TEXT SHOWN -
Attachment Styles: Anxious Attachment

I first learned of attachment styles back in 2020 when I read an article about how the power of attachment styles rules your relationships. As a constantly-struggling party in relationships, I was immediately intrigued about the reasons behind my chronic issues.

I checked out Attached by Amir Levine and Rachel S. F. Heller from the library, and as I reached the chapter on Anxious Attachment it felt like reading a synopis on my own life, line-by-line. Though I was reassured by reading about my struggles through stories about fellow anxious-attachers, I simultaneously felt deep emotions over my repeat relationships affected by my anxiety and attachment type.

I wish I could tell you this book’s aha moment descended upon me and healed me from my relationship issues, but lo I cannot. While I was empowered by knowledge and awareness of my type, I still sought out unavailable partners (even after learning how destabilizing they are for me and my chronically-activated attachment system).

I continued my pattern of dating emotionally and physically unavailable partners, leading to even more distress and hard-lessons. You see, I hadn’t set out to do the deep-seated healing of the root cause yet, so I chose avoidant partners who represented my low self worth.

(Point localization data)
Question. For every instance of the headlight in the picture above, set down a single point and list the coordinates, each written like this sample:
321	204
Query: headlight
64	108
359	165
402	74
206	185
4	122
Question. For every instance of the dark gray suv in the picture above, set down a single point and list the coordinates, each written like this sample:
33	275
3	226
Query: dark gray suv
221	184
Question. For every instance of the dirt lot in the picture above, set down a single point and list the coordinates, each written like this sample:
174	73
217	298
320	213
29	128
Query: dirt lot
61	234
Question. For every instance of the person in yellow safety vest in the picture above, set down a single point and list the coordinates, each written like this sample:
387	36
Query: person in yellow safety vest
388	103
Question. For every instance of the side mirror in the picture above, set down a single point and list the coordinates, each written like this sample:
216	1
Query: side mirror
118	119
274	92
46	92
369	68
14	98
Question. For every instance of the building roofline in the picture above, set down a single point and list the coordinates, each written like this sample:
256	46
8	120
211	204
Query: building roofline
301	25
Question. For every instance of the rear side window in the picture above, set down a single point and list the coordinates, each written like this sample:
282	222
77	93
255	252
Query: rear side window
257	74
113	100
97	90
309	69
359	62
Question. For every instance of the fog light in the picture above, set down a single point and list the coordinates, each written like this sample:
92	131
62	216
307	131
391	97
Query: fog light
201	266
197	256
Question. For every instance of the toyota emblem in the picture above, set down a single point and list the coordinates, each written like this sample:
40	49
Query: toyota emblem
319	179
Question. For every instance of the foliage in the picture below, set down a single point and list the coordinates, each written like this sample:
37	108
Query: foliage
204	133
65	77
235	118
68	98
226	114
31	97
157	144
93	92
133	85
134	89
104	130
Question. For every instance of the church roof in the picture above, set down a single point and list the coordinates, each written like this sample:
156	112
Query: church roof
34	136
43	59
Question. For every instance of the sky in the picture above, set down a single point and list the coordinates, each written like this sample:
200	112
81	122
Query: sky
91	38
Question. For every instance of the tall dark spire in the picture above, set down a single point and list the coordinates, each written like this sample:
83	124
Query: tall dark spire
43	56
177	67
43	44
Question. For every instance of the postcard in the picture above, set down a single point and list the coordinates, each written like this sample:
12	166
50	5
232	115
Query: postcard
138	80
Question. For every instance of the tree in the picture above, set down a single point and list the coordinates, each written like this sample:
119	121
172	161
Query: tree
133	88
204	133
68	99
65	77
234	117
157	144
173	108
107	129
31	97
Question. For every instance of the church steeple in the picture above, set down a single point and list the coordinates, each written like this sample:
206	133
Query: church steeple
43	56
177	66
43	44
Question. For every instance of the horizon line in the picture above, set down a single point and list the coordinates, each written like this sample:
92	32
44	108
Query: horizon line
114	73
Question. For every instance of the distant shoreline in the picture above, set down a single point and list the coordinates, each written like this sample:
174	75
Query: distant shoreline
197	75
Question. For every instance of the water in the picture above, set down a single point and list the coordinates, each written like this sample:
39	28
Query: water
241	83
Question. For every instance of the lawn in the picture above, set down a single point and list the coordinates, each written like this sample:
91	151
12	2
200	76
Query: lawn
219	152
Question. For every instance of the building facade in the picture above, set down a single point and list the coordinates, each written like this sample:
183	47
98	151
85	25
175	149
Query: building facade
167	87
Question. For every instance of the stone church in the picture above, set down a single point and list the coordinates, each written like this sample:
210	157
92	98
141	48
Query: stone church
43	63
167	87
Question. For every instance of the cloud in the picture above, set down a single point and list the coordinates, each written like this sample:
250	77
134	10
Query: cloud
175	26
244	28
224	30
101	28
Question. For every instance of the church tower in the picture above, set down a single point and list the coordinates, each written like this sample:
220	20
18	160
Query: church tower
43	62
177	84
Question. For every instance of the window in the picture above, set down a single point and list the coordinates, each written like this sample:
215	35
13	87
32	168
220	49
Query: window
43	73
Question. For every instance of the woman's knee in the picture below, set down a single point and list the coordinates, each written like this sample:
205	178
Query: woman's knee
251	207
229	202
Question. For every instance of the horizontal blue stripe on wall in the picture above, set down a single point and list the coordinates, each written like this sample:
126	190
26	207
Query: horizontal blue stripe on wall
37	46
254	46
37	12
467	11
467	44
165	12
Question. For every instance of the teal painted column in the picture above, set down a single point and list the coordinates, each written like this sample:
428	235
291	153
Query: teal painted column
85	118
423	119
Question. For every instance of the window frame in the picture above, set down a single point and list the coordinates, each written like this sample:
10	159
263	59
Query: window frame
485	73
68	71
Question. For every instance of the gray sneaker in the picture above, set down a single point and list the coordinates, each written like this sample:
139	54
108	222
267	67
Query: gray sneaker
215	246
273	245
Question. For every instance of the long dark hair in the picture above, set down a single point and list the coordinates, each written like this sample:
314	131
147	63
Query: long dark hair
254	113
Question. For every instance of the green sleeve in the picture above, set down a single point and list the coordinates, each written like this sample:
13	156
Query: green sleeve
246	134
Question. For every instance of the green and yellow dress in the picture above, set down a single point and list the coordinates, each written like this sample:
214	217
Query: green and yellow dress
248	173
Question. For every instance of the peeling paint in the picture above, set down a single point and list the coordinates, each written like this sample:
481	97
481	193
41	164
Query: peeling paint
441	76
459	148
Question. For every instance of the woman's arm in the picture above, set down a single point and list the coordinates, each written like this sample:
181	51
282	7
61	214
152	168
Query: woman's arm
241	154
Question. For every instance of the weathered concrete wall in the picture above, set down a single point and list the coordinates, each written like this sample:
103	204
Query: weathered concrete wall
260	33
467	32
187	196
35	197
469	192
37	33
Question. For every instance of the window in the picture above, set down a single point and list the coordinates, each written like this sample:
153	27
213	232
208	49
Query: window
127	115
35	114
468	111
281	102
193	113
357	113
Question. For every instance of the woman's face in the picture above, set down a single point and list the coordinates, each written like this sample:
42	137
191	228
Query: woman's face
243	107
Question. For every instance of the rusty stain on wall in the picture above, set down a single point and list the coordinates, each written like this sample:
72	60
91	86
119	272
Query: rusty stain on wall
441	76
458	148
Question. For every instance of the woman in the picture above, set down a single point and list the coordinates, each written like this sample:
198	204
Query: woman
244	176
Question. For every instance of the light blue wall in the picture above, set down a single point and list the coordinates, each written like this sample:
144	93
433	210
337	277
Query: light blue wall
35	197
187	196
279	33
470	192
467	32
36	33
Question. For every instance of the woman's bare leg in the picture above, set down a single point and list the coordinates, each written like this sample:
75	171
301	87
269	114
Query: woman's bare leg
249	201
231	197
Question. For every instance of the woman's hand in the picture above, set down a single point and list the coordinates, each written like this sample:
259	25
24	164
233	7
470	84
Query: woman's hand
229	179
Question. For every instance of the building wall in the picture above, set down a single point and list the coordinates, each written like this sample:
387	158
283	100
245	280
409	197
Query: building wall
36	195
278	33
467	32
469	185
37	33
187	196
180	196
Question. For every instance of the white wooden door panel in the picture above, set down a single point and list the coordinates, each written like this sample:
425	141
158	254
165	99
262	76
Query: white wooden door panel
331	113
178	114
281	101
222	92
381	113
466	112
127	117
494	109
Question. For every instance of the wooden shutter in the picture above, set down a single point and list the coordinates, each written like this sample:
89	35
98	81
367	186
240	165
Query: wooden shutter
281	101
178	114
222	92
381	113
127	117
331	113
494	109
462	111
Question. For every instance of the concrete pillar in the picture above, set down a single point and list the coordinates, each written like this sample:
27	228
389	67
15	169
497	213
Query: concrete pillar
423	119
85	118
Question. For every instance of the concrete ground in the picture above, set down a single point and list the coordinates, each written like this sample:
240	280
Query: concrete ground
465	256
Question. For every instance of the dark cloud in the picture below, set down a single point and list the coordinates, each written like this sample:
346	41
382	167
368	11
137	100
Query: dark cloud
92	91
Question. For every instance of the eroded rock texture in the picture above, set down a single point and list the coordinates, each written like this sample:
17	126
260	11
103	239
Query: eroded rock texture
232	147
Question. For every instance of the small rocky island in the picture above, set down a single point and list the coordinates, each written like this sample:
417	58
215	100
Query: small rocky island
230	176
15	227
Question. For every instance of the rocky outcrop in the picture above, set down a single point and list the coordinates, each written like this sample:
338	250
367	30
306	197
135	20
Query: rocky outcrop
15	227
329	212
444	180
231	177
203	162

WHAT YOU NEED TO DO -
[a] Reproduce the anxious attachment text starting with "I checked out" and going on through "chronically-activated attachment system).", switching "library" to "bookstore".
[b] Go on with the essay about anxious attachment, picking up after its final sentence.

YOUR RESPONSES -
[a]
I checked out Attached by Amir Levine and Rachel S. F. Heller from the bookstore, and as I reached the chapter on Anxious Attachment it felt like reading a synopis on my own life, line-by-line. Though I was reassured by reading about my struggles through stories about fellow anxious-attachers, I simultaneously felt deep emotions over my repeat relationships affected by my anxiety and attachment type.

I wish I could tell you this book’s aha moment descended upon me and healed me from my relationship issues, but lo I cannot. While I was empowered by knowledge and awareness of my type, I still sought out unavailable partners (even after learning how destabilizing they are for me and my chronically-activated attachment system).

[b]
New Dawn of power

After reeling from another dead-end, activating relationship, where I did all the classic anxious-avoidant moves: thought they’d change, believe the good in them and believe there isn’t anyone else out there suited for you, I was freshly wounded and awakened from my denial-induced, wishful-thinking slumber.

My line of sight caught Attached in the bookshelf, and I knew it was time to revisit - a mere five years later.

Re-reading the book felt like putting on a warm blanket in winter, whilst being imbued with a sense of empowerment - the kind I needed to leave and not turn back. I knew rationally what I needed to do, but the book reminded me my attachment style and relational needs will send me right back into their arms (that is without this book, some ripe therapy and friends ready for back-up).

Lessons Learned

When it comes to any attachment style, especially anxious, it is extremely important to find the secure, available types (yes, secure attachment is a type) — the ones who will reassure you, remain continuous and provide a comfort zone to return to regularly.

Without this kind of relationship, the activating of the attachment system will continue until it destroys focus, health and productivity. The obsession of returning to the “safety zone” (that comes so infrequently with avoidant types), is the only time you begin to feel normal again. The drive to feel this normalcy after activating hell from elongated distance is enough to keep the anxious person fixated until they get that warm feeling from closeness again.

This obsession, I have found, is not only detrimental to your emotional health but crosses over to physical health symptoms (not to mention consequences of being overly distracted at work, home or on the road).

The dangers of an unhealthy relationship are just not worth the small, intermittent benefits of getting someone’s “love” to provided a token of comfort that we will become overly obsessed with obtaining again and again.

I have found that the secure partners do exist. And more than that, they provide incredible comfort, reassurance, warmth and yes, steady, dependable love.

That kind of relationsihp is what you are worthy of, what I am worthy of, and is really worth waiting for.